> **EXTRACT**:
Re: overlayfs access checks on underlying layers

Paul Moore <paul@xxxxxxxxxxxxxx> · Mon, 3 Dec 2018 18:27:57 -0500

On Thu, Nov 29, 2018 at 5:22 PM Daniel Walsh <dwalsh@xxxxxxxxxx> wrote:
> On 11/29/18 2:47 PM, Miklos Szeredi wrote:
> > On Thu, Nov 29, 2018 at 5:14 PM Stephen Smalley <sds@xxxxxxxxxxxxx> wrote:
> >
> >> Possibly I misunderstood you, but I don't think we want to copy-up on
> >> permission denial, as that would still allow the mounter to read/write
> >> special files or execute regular files to which it would normally be
> >> denied access, because the copy would inherit the context specified by
> >> the mounter in the context mount case.  It still represents an
> >> escalation of privilege for the mounter.  In contrast, the copy-up on
> >> write behavior does not allow the mounter to do anything it could not do
> >> already (i.e. read from the lower, write to the upper).
> > Let's get this straight:  when file is copied up, it inherits label
> > from context=, not from label of lower file?
>
> Yes, in the case of context mount, it will get the context mount directory.
>
> In the case of not context mount, it should maintain the label of  the
> lower.
>
> > Next question: permission to change metadata is tied to permission to
> > open?  Is it possible that open is denied, but metadata can be
> > changed?
>
> Yes, SElinux handles open differently then setattr.  Although I am not
> sure if any tools handle this.
>
> > DAC model allows this: metadata change is tied to ownership, not mode
> > bits.   And different capability flag.

Labeled-object pointing entries
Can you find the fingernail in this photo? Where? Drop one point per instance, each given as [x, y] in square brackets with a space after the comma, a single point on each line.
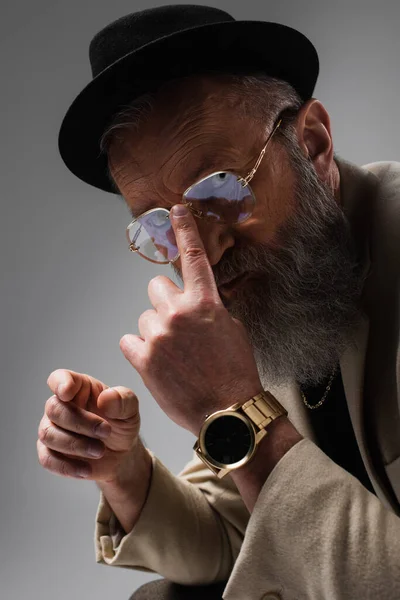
[103, 430]
[95, 452]
[61, 388]
[83, 472]
[179, 210]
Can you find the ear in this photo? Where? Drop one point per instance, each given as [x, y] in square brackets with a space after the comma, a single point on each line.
[314, 135]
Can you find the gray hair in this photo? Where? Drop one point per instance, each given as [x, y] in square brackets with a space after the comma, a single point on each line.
[263, 98]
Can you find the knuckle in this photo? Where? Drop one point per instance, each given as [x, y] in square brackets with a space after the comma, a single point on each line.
[194, 253]
[75, 446]
[54, 409]
[46, 434]
[64, 468]
[46, 461]
[177, 318]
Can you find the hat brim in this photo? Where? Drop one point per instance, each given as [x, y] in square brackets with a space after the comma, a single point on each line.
[232, 46]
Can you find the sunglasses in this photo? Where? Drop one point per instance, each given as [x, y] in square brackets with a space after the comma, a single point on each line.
[221, 197]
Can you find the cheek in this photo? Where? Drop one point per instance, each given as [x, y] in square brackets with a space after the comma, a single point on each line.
[275, 203]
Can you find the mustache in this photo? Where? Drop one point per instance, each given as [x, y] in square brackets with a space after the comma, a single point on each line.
[238, 261]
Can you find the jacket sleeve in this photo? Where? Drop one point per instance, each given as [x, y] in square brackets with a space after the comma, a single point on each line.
[190, 529]
[316, 533]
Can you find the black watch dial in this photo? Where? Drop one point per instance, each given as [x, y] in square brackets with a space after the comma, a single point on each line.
[227, 439]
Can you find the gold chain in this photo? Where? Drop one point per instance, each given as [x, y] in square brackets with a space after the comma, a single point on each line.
[328, 387]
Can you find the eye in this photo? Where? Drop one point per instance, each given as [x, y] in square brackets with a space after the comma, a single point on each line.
[158, 219]
[219, 179]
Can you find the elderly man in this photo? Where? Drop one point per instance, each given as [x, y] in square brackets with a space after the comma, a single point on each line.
[280, 352]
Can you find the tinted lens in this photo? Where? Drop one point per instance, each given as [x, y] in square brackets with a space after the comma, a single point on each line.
[221, 197]
[153, 236]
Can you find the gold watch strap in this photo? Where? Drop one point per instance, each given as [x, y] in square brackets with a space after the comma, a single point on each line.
[263, 408]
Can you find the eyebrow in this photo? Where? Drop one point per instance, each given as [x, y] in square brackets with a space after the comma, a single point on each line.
[207, 165]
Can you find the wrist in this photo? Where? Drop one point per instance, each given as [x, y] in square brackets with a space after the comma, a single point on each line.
[249, 479]
[136, 466]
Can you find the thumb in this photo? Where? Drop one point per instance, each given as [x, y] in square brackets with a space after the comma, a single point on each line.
[118, 403]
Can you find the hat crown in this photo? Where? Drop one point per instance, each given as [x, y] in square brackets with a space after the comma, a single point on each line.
[133, 31]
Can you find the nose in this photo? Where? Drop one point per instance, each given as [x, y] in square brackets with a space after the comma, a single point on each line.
[216, 238]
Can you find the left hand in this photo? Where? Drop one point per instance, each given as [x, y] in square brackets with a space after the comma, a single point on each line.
[192, 356]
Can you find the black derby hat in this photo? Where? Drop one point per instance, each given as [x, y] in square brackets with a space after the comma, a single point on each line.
[139, 52]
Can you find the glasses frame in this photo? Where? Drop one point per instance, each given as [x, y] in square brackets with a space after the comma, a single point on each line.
[243, 180]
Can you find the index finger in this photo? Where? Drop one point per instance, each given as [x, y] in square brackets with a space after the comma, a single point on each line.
[196, 269]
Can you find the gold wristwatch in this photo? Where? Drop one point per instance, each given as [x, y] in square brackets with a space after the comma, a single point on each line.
[228, 438]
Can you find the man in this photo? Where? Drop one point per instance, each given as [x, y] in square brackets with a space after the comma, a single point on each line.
[287, 320]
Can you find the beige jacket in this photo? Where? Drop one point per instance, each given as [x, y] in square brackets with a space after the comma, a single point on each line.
[315, 533]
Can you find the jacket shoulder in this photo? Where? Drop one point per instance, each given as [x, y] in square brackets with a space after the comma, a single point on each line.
[388, 172]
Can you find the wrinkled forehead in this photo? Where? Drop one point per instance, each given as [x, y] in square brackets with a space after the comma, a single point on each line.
[190, 108]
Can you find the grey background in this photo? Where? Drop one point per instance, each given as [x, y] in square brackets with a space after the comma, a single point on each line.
[71, 288]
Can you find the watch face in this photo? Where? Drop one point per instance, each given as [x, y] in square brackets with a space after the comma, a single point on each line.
[227, 440]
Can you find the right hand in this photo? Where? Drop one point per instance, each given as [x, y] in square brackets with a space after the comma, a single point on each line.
[71, 417]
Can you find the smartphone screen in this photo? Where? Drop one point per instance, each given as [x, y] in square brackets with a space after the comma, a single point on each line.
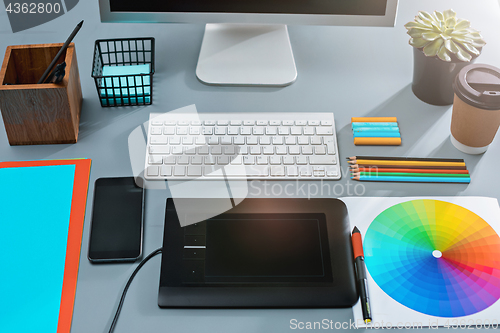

> **GOAL 1**: Rewrite the part of the overlayfs post starting with "Paul Moore <paul@xxxxxxxxxxxxxx>" and going on through "to the upper).", changing every "mounter" to "mounting process".
> **GOAL 2**: Put this sentence from the overlayfs post into German: "DAC model allows this: metadata change is tied to ownership, not mode bits."

> **EXERCISE SOLUTION 1**:
Paul Moore <paul@xxxxxxxxxxxxxx> · Mon, 3 Dec 2018 18:27:57 -0500

On Thu, Nov 29, 2018 at 5:22 PM Daniel Walsh <dwalsh@xxxxxxxxxx> wrote:
> On 11/29/18 2:47 PM, Miklos Szeredi wrote:
> > On Thu, Nov 29, 2018 at 5:14 PM Stephen Smalley <sds@xxxxxxxxxxxxx> wrote:
> >
> >> Possibly I misunderstood you, but I don't think we want to copy-up on
> >> permission denial, as that would still allow the mounting process to read/write
> >> special files or execute regular files to which it would normally be
> >> denied access, because the copy would inherit the context specified by
> >> the mounting process in the context mount case.  It still represents an
> >> escalation of privilege for the mounting process.  In contrast, the copy-up on
> >> write behavior does not allow the mounting process to do anything it could not do
> >> already (i.e. read from the lower, write to the upper).

> **EXERCISE SOLUTION 2**: Das DAC-Modell erlaubt dies: Die Änderung von Metadaten ist an den Besitz gebunden, nicht an die Modusbits.